▸ **Problem to work on**
The span to copy runs from the line containing "cloudy sky in the photo above." to the last line below. Copy it exactly, with nothing else.

▸ **Records for this task**
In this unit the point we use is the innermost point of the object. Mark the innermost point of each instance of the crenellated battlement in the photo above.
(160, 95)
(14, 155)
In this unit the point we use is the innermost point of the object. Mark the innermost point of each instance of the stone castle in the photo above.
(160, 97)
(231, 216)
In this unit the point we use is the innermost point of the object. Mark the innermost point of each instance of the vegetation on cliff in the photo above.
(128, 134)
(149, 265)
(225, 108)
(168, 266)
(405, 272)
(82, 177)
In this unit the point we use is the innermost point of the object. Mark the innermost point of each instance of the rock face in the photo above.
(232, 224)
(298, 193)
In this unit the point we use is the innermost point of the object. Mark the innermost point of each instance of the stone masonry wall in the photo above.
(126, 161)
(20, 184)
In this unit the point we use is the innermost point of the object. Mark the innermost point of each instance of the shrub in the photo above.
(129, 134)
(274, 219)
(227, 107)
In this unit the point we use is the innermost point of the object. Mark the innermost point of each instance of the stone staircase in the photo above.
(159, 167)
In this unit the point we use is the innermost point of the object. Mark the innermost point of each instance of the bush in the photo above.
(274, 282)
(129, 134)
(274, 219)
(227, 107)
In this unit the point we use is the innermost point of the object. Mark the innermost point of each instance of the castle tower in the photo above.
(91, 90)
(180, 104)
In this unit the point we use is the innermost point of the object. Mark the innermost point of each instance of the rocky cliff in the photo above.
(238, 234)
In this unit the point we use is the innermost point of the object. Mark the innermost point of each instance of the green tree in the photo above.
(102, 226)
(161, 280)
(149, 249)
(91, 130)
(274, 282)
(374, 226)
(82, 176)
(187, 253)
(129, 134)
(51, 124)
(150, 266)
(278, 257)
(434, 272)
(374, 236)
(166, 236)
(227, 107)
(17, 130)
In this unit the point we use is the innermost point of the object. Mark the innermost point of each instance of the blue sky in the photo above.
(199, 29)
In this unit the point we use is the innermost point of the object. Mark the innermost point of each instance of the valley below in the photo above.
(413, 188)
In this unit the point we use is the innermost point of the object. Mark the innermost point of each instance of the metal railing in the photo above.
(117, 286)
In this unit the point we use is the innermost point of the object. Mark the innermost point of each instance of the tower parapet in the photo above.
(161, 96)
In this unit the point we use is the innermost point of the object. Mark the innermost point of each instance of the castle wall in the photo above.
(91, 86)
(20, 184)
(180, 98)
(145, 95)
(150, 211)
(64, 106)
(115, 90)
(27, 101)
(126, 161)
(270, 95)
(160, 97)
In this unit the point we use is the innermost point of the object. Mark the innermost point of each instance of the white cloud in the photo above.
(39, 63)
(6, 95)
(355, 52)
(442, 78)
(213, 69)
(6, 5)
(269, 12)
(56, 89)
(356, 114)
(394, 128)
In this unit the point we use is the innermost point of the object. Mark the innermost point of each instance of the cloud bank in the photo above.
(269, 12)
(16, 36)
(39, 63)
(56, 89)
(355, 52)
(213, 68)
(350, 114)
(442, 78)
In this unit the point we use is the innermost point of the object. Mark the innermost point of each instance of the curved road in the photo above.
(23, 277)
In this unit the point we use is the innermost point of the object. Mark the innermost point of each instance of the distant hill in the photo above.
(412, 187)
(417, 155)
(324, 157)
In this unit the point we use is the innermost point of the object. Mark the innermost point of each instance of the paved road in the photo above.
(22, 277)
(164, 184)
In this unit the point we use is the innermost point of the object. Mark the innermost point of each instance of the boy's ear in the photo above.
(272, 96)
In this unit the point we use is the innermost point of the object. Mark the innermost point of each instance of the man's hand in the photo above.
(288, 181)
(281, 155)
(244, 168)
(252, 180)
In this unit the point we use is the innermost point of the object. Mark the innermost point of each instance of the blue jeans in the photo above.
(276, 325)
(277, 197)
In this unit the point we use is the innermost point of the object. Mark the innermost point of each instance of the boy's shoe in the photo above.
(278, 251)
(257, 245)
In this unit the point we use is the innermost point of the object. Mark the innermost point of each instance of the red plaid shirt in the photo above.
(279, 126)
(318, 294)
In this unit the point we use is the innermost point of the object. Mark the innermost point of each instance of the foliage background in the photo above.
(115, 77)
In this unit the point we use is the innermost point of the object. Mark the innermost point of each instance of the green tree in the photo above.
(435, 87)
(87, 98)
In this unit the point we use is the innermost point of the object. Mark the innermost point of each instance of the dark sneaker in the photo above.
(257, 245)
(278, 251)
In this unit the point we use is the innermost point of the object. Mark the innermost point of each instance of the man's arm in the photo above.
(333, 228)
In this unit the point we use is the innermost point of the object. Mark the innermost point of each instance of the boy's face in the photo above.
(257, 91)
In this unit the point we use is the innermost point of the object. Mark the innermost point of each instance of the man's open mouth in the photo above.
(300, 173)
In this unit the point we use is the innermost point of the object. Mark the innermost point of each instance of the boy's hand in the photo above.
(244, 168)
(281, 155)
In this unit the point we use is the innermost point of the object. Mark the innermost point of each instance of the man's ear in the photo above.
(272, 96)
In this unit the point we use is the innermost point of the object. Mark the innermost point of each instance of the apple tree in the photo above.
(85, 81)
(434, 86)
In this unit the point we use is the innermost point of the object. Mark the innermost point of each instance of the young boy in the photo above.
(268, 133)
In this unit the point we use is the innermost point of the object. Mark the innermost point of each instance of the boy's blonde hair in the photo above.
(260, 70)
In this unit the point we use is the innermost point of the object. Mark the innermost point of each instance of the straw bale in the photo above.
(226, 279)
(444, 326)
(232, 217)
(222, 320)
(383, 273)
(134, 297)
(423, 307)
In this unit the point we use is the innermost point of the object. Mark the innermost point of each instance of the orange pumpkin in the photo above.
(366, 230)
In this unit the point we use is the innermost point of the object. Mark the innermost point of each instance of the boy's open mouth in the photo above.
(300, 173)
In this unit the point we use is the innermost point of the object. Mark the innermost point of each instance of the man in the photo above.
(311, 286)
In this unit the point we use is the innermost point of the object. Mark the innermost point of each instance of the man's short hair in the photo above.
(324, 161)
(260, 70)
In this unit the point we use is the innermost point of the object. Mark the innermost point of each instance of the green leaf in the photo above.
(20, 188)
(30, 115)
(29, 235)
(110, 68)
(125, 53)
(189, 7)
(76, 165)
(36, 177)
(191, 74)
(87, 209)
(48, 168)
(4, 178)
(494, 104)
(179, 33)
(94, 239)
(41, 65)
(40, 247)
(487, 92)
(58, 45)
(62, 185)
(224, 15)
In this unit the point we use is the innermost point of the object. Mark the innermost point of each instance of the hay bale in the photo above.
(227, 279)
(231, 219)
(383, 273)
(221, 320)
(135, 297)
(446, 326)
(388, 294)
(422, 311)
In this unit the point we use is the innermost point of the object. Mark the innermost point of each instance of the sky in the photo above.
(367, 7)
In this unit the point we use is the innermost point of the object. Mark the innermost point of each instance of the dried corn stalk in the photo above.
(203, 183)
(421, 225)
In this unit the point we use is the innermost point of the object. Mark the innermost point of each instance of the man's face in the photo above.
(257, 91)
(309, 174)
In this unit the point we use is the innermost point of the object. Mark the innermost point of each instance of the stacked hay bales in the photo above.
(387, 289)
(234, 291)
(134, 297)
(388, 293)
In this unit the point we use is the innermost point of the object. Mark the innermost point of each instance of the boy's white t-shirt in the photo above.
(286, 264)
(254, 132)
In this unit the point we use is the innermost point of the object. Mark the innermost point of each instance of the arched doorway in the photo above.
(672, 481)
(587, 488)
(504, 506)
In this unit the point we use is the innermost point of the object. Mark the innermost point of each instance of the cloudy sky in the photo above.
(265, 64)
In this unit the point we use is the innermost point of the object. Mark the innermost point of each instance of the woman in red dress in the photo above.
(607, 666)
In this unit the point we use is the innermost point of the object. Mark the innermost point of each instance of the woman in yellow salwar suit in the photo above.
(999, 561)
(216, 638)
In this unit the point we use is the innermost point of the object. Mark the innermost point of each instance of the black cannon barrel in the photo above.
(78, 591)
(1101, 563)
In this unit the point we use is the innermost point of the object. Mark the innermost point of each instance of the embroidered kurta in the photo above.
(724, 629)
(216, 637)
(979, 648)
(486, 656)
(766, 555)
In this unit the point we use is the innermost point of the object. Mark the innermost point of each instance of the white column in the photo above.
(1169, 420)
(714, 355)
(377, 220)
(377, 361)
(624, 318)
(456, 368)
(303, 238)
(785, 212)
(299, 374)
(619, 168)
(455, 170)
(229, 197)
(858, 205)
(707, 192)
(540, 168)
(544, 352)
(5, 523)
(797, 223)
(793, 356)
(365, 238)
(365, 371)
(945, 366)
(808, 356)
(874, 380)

▸ **Answer to the exercise**
In this unit the point we use is the innermost point of the object. Mark the innermost point of each instance of the cloudy sky in the photo above.
(265, 64)
In this unit the point we use is the innermost point of the object. Mark the innermost point of each instance of the woman in red dress in the photo above.
(607, 666)
In this unit the point we use is the innermost point of the object. Mark the innermost point of each instance of the woman in yellow salwar suit in the photo above.
(999, 561)
(216, 638)
In this unit the point we use is the innermost point of the object. Mark the innermost point of each instance of the black cannon barrel in the photo above.
(78, 591)
(1101, 563)
In this unit the point we use is the innermost point of the object. Mark the innermost point of each instance of the embroidered kurta in the photo above.
(724, 629)
(216, 637)
(979, 648)
(486, 656)
(766, 555)
In this unit the point we use is the innermost point of the object. Mark the innermost point of each instance of the white column in the photo above.
(1169, 420)
(714, 355)
(377, 220)
(377, 361)
(624, 318)
(456, 368)
(303, 238)
(785, 212)
(299, 374)
(619, 168)
(455, 170)
(229, 197)
(858, 205)
(707, 192)
(540, 168)
(544, 352)
(5, 523)
(797, 223)
(793, 356)
(365, 238)
(365, 371)
(945, 366)
(808, 356)
(874, 380)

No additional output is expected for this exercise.